■ **To-do list**:
1 – Translate this sentence from the passage on the child maintenance appeal into Spanish: "The appeal arose from a District Court decision that ordered the Appellant (the Husband) to pay S$2,600 in monthly maintenance for his two children and to contribute 57.5% of their school fees."
2 – How many lines of the rows contain the word "outline"? Reply with the number alone.

* begin Excerpted passage *

The decision in VBR v VBS [2025] SGHCF 54 serves as a robust restatement of the principles governing child maintenance in Singapore, specifically addressing the tension between a parent’s personal lifestyle choices and their statutory obligation to provide for their children. The appeal arose from a District Court decision that ordered the Appellant (the Husband) to pay S$2,600 in monthly maintenance for his two children and to contribute 57.5% of their school fees. The Appellant challenged several facets of this order, ranging from the granular calculation of household expenses to the broader doctrinal application of the "common but differentiated responsibilities" principle.

* end Excerpted passage *
* begin Input *

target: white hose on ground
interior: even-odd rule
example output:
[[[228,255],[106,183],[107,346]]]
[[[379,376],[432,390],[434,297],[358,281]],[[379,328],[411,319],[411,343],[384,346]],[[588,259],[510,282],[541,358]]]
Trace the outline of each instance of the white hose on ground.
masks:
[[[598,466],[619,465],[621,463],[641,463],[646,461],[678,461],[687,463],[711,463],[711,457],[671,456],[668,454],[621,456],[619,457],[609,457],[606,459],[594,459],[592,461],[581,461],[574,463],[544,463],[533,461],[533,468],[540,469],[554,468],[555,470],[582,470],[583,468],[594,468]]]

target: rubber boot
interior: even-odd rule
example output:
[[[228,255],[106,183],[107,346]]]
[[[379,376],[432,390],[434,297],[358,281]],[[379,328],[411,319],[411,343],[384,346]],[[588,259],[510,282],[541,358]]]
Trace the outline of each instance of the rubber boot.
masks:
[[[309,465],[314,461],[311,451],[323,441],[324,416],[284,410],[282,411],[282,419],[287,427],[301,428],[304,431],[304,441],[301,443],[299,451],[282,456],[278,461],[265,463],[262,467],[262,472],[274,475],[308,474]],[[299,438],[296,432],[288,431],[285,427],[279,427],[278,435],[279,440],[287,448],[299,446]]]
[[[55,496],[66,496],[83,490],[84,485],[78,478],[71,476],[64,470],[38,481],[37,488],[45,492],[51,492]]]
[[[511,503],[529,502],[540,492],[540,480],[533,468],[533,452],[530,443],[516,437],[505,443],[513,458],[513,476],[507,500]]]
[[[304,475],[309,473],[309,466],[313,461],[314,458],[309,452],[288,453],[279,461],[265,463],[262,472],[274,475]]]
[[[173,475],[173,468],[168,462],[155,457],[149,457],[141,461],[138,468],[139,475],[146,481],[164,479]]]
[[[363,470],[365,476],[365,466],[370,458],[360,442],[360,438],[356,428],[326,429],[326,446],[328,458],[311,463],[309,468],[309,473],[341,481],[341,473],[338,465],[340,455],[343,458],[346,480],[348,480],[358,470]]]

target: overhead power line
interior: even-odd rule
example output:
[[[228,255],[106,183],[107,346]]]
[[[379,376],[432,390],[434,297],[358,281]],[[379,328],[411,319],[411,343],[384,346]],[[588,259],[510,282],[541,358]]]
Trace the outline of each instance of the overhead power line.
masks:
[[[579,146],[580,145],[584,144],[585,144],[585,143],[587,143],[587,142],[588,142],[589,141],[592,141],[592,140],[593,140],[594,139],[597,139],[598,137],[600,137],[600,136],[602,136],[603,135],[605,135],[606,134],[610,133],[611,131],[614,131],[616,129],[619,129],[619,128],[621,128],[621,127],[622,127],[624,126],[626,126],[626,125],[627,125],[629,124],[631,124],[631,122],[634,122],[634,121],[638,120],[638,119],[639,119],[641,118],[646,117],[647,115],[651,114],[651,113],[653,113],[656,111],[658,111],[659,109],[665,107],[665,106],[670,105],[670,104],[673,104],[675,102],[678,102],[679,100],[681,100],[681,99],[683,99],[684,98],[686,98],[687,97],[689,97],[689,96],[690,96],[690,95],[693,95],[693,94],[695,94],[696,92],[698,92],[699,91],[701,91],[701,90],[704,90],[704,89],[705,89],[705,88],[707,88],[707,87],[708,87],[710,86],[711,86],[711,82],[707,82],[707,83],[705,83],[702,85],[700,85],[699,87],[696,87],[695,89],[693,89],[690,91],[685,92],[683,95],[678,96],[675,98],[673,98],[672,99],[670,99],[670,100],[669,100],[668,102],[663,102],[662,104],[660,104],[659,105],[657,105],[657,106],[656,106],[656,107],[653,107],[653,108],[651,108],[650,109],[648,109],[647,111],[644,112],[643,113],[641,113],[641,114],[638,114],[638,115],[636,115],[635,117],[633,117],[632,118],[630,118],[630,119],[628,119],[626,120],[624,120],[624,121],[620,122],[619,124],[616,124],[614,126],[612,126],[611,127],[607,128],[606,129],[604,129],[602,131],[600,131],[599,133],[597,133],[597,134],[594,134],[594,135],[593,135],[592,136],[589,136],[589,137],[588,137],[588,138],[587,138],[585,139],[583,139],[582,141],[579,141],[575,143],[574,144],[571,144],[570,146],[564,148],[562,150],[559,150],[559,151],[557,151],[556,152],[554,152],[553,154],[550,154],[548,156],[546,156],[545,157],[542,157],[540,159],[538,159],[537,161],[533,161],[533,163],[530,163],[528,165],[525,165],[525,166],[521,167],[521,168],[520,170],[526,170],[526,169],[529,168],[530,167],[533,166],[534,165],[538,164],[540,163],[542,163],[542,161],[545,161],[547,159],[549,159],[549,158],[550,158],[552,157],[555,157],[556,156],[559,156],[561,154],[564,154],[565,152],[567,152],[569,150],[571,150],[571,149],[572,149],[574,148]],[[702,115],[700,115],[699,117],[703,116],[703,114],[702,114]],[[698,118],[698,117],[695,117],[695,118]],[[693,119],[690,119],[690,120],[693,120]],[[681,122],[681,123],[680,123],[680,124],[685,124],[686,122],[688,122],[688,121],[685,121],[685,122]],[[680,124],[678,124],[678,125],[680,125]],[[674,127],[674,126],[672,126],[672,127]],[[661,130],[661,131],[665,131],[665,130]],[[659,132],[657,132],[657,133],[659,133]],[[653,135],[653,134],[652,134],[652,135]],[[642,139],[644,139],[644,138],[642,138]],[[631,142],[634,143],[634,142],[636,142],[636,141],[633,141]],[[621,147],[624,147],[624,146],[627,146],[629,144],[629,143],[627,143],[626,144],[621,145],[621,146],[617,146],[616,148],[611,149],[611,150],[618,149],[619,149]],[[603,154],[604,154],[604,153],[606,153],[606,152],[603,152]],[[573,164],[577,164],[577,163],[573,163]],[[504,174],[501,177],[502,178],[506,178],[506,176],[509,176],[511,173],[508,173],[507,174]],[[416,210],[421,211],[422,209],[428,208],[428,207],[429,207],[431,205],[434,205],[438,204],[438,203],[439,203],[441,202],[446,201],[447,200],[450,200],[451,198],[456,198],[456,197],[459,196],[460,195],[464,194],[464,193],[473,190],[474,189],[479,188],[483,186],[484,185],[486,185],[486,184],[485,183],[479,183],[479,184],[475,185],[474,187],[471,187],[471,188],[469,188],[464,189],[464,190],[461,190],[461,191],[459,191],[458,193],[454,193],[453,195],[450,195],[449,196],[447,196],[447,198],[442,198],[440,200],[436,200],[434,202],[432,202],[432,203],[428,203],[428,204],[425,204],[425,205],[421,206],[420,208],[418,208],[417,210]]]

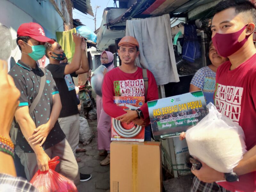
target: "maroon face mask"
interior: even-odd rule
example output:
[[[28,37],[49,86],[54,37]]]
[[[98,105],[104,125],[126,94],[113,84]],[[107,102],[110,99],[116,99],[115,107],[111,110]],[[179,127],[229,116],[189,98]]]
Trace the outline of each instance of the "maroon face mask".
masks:
[[[220,55],[227,57],[243,47],[250,36],[246,36],[241,42],[238,42],[238,38],[247,25],[246,25],[242,29],[235,33],[227,34],[217,33],[212,38],[212,43]]]

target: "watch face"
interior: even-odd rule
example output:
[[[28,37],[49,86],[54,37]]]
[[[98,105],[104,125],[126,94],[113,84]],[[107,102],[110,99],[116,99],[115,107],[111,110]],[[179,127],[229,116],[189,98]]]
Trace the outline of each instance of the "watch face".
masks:
[[[139,115],[140,117],[141,117],[142,116],[142,111],[140,111],[139,112]]]

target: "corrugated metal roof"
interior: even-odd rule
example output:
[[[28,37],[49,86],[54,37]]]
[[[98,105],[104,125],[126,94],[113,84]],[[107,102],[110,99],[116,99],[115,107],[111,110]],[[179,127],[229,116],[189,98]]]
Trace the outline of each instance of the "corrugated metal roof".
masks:
[[[118,23],[121,23],[133,18],[136,18],[137,15],[140,15],[144,11],[149,7],[155,0],[138,0],[134,3],[124,13],[106,25],[111,26]],[[147,15],[142,15],[141,18],[147,17]]]
[[[94,17],[92,8],[91,5],[91,0],[71,0],[76,9],[85,14]]]

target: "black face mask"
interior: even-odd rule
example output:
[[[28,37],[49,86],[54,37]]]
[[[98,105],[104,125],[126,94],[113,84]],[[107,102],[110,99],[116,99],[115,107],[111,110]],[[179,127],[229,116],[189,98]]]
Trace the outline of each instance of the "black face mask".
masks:
[[[110,65],[111,65],[113,63],[113,62],[114,62],[114,60],[113,60],[113,61],[111,61],[110,62],[108,63],[106,63],[106,64],[102,63],[102,65],[103,65],[103,66],[105,66],[105,67],[106,67],[107,68],[108,68],[108,67],[109,67]]]

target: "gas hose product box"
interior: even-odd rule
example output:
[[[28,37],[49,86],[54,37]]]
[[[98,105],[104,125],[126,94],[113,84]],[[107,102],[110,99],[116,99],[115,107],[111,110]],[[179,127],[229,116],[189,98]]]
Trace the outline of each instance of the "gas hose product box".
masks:
[[[161,192],[160,142],[110,144],[110,192]]]
[[[179,136],[208,114],[201,91],[148,102],[155,139]]]
[[[124,109],[136,110],[144,103],[144,97],[115,96],[114,103]],[[129,124],[111,118],[111,140],[144,141],[145,128],[132,122]]]

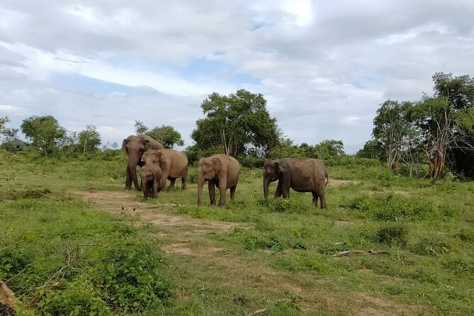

* end Input *

■ **Task-by-task outputs**:
1 – La apelación surgió de una decisión del Tribunal de Distrito que ordenó al Apelante (el Esposo) pagar S$2.600 de manutención mensual para sus dos hijos y aportar el 57,5 % de sus cuotas escolares.

2 – 8